Fernando Pessoa e a Coca-Cola: a história de um slogan icónico
O poeta dos heterónimos também foi um criativo. E uma frase ficou dos tempos em que emprestava o génio a campanhas publicitárias. Escrita para o lançamento da Coca-Cola, terá ajudado a que a bebida castanha e açucarada fosse banida de Portugal. "Primeiro estranha-se, depois entranha-se" continha níveis de toxicidade intoleráveis para o Estado Novo de Salazar. Toda a história contada aqui.
Estão praticamente cem anos volvidos desde que esta história aconteceu. Ainda Fernando Pessoa não era o poeta celebrado que é hoje, nem a Coca-Cola o refrigerante mais famoso do mundo. A bebida castanha, açucarada e gaseificada já circulava por certos cafés portugueses, quando a marca americana quis entrar oficialmente no país.

Enunciado A:
Reproduza, do texto sobre Pessoa e a Coca-Cola, o trecho que vai de "Fernando Pessoa e" até "história contada aqui.".
Enunciado B:
Indique todos os adjetivos que o texto sobre Pessoa e a Coca-Cola usa para descrever a bebida.
Enunciado C:
Prossiga o texto sobre Pessoa e a Coca-Cola a partir do ponto em que termina.

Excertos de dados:
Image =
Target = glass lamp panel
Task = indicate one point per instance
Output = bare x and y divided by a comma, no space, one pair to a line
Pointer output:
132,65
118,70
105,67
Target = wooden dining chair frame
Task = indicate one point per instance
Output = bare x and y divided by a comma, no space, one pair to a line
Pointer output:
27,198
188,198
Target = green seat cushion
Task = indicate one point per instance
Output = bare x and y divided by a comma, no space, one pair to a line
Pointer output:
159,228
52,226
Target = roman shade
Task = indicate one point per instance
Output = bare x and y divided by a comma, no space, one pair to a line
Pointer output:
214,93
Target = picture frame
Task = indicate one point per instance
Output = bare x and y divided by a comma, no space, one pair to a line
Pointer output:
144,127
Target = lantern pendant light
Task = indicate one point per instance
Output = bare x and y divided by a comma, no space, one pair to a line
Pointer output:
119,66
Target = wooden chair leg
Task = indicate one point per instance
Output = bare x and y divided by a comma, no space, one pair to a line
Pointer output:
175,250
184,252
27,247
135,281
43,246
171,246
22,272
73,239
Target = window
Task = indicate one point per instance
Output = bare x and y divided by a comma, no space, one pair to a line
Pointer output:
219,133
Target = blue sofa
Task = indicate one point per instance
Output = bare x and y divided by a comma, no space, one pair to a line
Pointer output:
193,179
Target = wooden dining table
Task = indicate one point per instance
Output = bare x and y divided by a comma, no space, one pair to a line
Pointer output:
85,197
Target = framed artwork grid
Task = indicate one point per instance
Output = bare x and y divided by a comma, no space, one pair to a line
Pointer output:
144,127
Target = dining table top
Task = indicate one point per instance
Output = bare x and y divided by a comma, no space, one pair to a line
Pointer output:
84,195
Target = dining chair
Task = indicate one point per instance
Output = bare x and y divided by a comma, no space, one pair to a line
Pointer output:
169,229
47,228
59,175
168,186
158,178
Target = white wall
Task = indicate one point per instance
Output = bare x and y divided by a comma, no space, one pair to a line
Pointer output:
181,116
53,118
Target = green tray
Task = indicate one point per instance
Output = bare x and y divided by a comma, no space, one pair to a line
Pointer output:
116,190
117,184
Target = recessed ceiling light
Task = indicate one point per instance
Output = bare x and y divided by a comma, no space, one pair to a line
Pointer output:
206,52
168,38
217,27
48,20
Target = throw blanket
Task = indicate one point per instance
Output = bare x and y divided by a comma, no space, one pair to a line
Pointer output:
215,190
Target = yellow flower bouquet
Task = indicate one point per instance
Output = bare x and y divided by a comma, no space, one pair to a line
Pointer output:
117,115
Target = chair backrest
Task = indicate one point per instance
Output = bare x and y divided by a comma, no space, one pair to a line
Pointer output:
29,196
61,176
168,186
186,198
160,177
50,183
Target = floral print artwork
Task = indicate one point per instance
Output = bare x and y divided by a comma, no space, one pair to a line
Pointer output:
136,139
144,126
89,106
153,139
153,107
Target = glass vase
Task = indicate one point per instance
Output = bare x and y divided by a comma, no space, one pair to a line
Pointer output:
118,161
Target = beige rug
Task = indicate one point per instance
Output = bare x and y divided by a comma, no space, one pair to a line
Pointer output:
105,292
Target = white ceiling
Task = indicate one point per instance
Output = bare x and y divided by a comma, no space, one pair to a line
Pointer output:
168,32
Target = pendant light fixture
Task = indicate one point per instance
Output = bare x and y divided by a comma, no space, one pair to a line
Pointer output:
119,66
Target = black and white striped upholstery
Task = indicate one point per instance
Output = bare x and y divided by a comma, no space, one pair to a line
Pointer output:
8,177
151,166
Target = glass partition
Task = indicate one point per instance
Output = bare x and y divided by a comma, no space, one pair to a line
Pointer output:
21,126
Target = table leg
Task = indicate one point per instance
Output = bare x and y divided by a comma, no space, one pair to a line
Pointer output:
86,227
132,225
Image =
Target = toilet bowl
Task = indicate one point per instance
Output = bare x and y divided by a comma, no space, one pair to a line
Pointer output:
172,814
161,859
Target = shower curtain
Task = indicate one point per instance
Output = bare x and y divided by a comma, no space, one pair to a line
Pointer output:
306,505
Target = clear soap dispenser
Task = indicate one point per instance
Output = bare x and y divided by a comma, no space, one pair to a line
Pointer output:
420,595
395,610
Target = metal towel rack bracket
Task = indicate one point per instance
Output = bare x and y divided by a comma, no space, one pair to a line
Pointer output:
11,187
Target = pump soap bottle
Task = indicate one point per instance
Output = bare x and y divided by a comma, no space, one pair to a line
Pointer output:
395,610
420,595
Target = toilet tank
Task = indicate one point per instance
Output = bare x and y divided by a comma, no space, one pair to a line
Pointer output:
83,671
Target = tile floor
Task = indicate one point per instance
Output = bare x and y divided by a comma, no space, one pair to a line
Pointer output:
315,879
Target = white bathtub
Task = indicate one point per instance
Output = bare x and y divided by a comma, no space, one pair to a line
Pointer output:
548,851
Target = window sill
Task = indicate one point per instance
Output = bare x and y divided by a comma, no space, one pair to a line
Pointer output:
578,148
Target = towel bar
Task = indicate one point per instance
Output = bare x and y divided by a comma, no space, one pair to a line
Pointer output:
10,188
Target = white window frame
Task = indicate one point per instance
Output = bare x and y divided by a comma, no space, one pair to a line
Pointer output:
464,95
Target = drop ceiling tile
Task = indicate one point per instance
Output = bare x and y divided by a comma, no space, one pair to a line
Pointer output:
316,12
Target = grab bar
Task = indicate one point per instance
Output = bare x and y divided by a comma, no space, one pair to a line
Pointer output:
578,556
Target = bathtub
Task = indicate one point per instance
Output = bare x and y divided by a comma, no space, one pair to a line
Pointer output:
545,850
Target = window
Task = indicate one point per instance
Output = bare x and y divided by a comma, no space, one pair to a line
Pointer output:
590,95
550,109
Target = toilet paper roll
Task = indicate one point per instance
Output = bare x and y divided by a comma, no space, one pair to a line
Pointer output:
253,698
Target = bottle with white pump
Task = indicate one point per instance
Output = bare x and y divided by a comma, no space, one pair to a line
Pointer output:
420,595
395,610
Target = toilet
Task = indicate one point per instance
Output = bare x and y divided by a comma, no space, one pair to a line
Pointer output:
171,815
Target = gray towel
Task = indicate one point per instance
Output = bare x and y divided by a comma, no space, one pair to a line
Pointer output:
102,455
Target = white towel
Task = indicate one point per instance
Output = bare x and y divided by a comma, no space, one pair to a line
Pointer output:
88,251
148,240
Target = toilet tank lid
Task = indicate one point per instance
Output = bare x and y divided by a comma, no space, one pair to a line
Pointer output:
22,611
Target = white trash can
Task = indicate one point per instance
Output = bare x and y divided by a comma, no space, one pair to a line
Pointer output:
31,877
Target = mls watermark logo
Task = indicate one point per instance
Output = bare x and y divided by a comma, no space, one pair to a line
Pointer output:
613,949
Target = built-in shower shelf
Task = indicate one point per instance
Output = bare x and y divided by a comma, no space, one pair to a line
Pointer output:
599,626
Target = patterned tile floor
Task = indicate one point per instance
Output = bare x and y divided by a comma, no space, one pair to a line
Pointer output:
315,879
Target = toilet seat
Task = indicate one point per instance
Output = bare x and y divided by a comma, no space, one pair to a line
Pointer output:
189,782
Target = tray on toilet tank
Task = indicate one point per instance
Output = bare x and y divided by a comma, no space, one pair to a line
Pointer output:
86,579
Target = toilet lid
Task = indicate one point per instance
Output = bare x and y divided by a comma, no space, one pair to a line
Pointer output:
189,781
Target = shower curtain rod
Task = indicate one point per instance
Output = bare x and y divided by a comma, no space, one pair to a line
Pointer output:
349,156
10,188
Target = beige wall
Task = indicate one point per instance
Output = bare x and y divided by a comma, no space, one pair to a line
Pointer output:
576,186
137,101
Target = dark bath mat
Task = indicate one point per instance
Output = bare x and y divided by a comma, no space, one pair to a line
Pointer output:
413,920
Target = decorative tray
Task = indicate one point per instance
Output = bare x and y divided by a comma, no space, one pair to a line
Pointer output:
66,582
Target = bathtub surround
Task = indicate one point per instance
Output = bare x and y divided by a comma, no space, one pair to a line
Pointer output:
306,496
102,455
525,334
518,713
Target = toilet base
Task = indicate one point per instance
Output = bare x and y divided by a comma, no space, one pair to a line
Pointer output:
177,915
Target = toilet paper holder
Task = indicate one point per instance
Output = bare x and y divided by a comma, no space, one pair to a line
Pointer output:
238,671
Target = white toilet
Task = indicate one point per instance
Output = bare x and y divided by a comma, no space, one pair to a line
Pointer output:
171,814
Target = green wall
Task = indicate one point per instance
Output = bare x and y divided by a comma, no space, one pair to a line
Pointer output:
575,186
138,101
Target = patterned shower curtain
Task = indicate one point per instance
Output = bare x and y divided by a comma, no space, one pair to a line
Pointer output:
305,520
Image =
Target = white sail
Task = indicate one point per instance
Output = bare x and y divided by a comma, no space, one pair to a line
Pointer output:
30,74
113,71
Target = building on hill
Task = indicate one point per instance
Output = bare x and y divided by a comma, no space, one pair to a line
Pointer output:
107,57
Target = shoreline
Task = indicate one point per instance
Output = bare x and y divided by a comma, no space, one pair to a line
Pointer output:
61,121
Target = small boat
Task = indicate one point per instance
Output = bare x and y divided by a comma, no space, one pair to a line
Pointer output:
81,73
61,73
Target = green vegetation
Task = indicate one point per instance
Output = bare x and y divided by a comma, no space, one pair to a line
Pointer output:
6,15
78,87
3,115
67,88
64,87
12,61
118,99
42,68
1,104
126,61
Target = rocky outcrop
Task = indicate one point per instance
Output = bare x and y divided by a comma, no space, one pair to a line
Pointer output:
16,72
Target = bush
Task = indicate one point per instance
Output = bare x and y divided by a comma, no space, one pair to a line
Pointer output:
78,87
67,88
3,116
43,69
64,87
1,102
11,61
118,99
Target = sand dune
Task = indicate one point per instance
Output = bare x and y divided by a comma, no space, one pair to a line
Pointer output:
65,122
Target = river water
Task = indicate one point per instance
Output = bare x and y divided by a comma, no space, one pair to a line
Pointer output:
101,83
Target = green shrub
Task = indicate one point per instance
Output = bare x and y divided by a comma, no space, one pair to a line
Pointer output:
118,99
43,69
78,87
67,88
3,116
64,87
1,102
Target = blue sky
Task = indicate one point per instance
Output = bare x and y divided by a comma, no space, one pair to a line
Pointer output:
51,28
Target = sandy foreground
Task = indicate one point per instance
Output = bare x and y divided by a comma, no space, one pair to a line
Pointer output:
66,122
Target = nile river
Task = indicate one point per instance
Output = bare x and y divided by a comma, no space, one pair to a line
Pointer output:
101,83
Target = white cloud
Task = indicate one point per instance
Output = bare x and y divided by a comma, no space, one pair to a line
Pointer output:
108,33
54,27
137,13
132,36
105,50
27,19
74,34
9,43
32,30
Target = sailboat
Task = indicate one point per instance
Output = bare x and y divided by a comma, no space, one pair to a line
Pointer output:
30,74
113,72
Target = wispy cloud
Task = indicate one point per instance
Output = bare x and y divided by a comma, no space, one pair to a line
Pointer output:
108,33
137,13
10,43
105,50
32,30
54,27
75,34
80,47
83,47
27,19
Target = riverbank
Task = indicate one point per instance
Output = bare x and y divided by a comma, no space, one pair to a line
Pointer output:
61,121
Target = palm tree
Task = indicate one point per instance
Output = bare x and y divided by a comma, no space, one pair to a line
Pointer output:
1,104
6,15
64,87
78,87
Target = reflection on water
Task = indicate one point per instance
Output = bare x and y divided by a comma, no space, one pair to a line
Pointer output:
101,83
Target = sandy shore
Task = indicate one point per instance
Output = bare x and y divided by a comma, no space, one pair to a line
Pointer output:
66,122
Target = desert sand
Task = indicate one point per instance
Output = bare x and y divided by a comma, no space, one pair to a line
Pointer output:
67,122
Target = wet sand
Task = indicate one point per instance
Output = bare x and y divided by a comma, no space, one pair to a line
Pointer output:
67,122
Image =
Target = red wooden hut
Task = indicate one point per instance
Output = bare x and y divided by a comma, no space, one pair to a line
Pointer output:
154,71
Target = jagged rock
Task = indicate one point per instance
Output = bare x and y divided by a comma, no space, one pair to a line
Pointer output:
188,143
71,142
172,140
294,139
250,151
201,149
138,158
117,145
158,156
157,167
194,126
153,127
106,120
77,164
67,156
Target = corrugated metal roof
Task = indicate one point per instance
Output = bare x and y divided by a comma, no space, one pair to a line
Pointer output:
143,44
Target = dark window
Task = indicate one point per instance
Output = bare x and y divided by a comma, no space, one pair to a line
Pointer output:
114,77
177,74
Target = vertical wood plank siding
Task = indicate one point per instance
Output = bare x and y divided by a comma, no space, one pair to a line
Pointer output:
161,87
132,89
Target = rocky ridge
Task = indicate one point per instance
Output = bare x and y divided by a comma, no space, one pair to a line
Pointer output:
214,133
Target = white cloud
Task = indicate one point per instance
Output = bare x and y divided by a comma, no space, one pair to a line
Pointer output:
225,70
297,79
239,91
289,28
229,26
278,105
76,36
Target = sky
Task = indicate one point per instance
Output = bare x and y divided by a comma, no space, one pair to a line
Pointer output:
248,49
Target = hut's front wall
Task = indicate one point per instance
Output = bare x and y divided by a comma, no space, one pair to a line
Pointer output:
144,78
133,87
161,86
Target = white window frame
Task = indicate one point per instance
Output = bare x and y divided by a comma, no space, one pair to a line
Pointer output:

Resultado do exercício A:
Fernando Pessoa e a Coca-Cola: a história de um slogan icónico
O poeta dos heterónimos também foi um criativo. E uma frase ficou dos tempos em que emprestava o génio a campanhas publicitárias. Escrita para o lançamento da Coca-Cola, terá ajudado a que a bebida castanha e açucarada fosse banida de Portugal. "Primeiro estranha-se, depois entranha-se" continha níveis de toxicidade intoleráveis para o Estado Novo de Salazar. Toda a história contada aqui.

Resultado do exercício B:
castanha, açucarada, gaseificada

Resultado do exercício C:
A primeira e única agência de publicidade que então existia, a Hora, encomendou um slogan a um certo colaborador, habituado aos desafios da escrita e com – podemos dizer – especial inclinação para fazer versos. Não era poesia o pretendido, mas o génio de Pessoa manifestou-se também no ramo publicitário com quatro palavras a formar uma frase inovadora e exemplar das regras exigidas a uma boa campanha. “Primeiro estranha-se. Depois, entranha-se.”, sintetizava na perfeição a experiência que esta bebida, inventada sob a fórmula de xarope estimulante, numa farmácia em Atlanta, podia proporcionar.
De desejada a fruto proibido, a Coca-Cola conheceu nos anos 20 a primeira grande concorrente em Portugal. Chamava-se censura e terá sido acionada por esta mesma frase, que causou estranheza ao diretor de Saúde de Oliveira Salazar. Para Ricardo Jorge, o produto era uma espécie de droga, assumida desde logo no nome e cuja toxicidade o slogan de Fernando Pessoa parecia evocar.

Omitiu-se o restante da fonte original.